* _Aim of the exercise_: When the string "railing" appears in a line of the records, show the whole line.

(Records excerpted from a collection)
# # # #

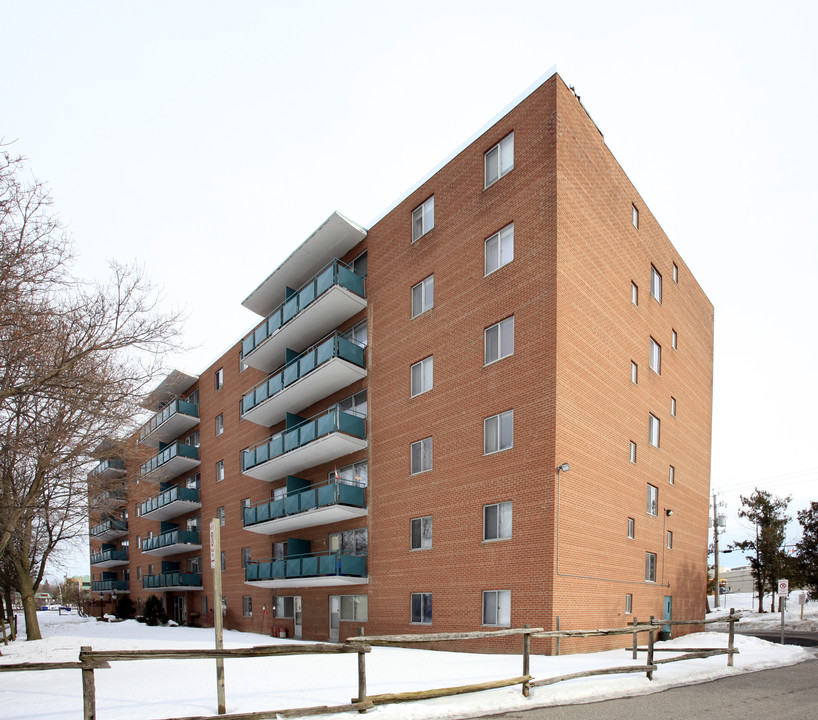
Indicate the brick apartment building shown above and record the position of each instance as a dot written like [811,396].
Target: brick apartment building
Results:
[491,408]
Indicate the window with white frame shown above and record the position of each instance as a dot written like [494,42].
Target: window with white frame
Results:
[422,376]
[655,357]
[655,283]
[421,456]
[653,429]
[422,533]
[499,340]
[650,567]
[423,296]
[497,608]
[499,249]
[422,608]
[500,159]
[497,521]
[653,500]
[423,218]
[498,432]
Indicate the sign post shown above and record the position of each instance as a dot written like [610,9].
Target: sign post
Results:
[216,566]
[783,591]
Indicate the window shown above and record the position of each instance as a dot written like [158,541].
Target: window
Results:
[650,567]
[354,608]
[284,606]
[653,430]
[423,218]
[498,432]
[655,283]
[653,500]
[655,357]
[499,249]
[423,296]
[422,608]
[421,456]
[499,340]
[497,608]
[500,159]
[422,376]
[422,533]
[497,521]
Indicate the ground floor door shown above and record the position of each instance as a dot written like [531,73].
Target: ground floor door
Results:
[334,617]
[297,617]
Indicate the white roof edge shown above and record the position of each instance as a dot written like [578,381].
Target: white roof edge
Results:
[348,234]
[505,111]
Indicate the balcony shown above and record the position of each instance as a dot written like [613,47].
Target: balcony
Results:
[169,423]
[330,297]
[170,463]
[324,437]
[172,543]
[330,502]
[326,367]
[110,468]
[107,586]
[171,503]
[109,529]
[172,581]
[310,570]
[109,558]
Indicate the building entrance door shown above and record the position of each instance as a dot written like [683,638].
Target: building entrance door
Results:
[334,617]
[297,617]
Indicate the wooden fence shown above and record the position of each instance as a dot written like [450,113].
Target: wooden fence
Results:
[91,660]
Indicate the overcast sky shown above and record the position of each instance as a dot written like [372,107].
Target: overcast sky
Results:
[206,140]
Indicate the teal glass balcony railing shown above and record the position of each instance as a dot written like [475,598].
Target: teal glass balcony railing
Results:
[174,579]
[109,526]
[167,412]
[169,496]
[168,454]
[110,586]
[322,352]
[331,493]
[174,537]
[106,556]
[326,564]
[335,273]
[332,420]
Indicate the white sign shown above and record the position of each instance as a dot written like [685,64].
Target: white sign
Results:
[212,545]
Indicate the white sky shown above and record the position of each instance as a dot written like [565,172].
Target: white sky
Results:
[206,140]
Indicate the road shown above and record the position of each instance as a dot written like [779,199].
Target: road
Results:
[790,692]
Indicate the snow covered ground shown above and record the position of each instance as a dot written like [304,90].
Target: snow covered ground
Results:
[143,690]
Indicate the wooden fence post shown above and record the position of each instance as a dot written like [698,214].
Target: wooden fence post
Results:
[650,650]
[361,674]
[89,702]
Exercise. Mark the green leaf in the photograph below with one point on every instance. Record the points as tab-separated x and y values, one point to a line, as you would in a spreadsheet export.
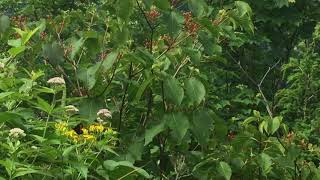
76	46
15	42
153	131
136	148
16	50
195	90
113	165
89	75
265	163
178	123
4	23
173	22
68	150
4	95
243	8
142	88
12	120
125	8
29	34
225	170
90	106
197	7
24	171
162	4
173	91
281	3
201	125
53	52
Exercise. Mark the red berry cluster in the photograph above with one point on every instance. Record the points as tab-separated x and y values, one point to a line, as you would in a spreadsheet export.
231	135
216	22
191	26
43	35
152	15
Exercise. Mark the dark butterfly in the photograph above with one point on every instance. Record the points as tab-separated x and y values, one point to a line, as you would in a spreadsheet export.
78	128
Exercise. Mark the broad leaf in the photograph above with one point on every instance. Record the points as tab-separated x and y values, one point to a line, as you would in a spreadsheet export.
153	131
225	170
195	90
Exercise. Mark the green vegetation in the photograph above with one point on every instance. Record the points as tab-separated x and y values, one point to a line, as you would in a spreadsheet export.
159	89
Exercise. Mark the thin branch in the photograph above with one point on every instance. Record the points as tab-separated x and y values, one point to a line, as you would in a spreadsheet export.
124	97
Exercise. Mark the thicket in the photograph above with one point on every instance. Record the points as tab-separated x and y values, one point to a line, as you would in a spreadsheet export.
159	89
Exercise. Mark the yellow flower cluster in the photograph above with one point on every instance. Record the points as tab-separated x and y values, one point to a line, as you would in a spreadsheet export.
96	128
62	128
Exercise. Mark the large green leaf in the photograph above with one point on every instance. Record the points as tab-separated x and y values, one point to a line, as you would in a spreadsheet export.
90	106
243	8
173	91
197	7
201	125
162	4
54	53
109	61
173	22
114	165
178	123
76	46
195	90
225	170
125	8
89	75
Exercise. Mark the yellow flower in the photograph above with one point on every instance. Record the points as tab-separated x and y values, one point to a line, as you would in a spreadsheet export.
61	127
71	134
96	128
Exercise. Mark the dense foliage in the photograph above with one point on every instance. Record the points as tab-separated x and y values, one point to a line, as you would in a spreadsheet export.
159	89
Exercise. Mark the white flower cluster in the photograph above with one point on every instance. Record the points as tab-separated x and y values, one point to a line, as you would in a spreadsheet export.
56	81
103	114
16	133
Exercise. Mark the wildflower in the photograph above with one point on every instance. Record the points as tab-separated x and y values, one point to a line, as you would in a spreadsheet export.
61	127
71	109
89	137
17	132
71	134
99	120
104	113
98	128
56	81
110	131
1	65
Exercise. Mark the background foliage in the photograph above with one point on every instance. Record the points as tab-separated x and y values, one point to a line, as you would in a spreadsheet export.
198	89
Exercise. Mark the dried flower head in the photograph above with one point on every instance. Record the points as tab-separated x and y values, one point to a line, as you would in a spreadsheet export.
16	133
71	109
96	128
104	114
56	81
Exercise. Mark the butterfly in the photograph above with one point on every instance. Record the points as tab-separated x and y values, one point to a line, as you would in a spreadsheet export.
78	128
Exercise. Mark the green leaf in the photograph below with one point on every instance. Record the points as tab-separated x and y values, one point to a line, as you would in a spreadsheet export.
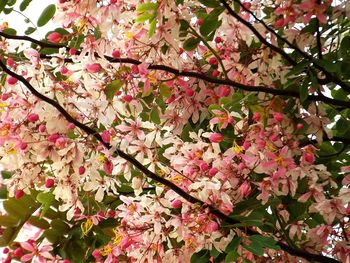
39	222
112	88
152	28
191	43
256	249
15	208
232	256
146	7
201	257
10	31
155	115
304	92
23	6
233	244
46	15
30	30
59	226
264	241
345	47
3	3
6	220
46	199
164	90
210	3
144	17
211	22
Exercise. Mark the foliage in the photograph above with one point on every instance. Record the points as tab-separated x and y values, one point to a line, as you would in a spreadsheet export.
176	131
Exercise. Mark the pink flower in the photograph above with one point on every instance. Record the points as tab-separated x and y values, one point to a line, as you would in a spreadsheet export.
278	116
222	118
312	8
176	203
40	254
54	37
93	68
245	189
106	136
49	183
215	137
32	117
12	80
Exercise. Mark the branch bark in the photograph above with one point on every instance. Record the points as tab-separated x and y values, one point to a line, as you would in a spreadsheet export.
293	251
329	76
185	73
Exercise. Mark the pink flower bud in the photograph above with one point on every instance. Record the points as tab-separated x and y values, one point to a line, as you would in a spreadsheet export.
127	98
12	81
278	116
71	126
72	51
53	137
213	61
108	167
218	40
176	203
309	157
204	166
10	62
101	213
23	146
256	116
212	226
42	128
215	137
5	96
246	145
49	183
18	252
215	73
213	171
106	136
116	53
93	68
64	70
54	37
189	92
134	69
81	170
279	23
224	91
32	117
60	143
247	5
245	189
241	166
96	253
19	194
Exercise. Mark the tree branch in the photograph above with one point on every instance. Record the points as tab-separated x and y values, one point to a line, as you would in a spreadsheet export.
202	76
329	76
293	251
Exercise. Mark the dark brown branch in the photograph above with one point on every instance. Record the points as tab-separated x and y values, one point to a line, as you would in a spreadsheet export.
329	76
280	92
227	82
293	251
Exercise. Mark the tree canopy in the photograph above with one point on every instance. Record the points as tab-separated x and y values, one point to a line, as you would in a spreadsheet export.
176	131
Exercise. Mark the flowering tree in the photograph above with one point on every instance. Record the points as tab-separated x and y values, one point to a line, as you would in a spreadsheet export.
177	131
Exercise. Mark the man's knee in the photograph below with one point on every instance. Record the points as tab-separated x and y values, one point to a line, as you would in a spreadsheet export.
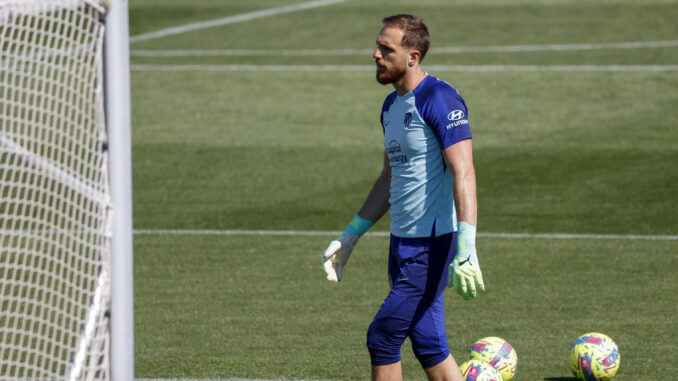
383	344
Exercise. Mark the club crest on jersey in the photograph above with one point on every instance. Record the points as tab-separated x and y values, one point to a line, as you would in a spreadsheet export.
408	119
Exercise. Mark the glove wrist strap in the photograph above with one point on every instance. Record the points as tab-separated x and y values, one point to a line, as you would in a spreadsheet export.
358	226
466	237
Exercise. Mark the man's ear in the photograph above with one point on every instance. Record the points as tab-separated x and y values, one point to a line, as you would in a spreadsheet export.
414	58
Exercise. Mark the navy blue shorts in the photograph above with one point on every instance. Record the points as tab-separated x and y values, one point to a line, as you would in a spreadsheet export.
414	308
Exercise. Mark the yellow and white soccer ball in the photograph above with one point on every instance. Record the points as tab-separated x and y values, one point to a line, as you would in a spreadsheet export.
594	357
498	353
478	370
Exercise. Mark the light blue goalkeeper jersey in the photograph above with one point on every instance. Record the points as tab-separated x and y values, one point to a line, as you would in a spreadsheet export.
417	127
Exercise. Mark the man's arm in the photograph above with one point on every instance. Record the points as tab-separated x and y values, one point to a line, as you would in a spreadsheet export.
459	159
375	206
464	272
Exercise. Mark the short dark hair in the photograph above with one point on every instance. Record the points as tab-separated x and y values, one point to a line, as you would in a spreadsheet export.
415	32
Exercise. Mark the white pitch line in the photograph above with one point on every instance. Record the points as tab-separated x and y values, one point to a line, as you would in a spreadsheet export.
445	50
231	20
302	233
472	68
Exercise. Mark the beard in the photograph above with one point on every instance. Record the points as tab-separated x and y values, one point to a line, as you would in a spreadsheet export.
386	75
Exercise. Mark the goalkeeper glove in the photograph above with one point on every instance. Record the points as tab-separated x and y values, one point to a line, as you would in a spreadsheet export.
464	272
337	253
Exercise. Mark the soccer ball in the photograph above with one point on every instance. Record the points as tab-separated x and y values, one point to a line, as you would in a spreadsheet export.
498	353
594	357
477	370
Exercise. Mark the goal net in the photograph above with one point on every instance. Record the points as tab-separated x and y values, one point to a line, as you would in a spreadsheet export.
55	209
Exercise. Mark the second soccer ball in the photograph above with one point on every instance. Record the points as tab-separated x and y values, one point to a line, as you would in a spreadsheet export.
477	370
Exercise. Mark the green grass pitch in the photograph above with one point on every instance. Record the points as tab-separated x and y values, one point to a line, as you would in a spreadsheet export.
582	152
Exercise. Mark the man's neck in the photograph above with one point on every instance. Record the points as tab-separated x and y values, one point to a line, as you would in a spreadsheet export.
410	81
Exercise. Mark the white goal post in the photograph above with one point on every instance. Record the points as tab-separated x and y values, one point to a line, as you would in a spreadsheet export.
66	296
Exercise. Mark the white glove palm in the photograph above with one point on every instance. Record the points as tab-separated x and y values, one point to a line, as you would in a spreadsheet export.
336	255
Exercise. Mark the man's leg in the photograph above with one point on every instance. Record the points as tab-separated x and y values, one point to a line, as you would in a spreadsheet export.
391	372
444	371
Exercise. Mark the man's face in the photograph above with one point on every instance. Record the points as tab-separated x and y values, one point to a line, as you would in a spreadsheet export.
390	56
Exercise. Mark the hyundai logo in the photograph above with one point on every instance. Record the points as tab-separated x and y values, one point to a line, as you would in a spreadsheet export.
455	115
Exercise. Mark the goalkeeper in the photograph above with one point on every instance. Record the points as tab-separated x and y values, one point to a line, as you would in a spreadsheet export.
428	182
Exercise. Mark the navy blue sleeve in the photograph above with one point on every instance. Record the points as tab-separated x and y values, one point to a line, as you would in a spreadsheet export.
444	110
386	106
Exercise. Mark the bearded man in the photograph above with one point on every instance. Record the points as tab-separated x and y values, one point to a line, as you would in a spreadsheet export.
428	183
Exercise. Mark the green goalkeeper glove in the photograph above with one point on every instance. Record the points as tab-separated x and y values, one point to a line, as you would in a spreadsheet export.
464	272
337	253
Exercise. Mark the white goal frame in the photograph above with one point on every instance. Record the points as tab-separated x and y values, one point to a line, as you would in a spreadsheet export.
116	89
118	121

# # # #

* _Result of this exercise_:
Indicate the teal glass balcony railing shown above and record the position of each instance as a dot written like [475,598].
Target: teal glass balcony railing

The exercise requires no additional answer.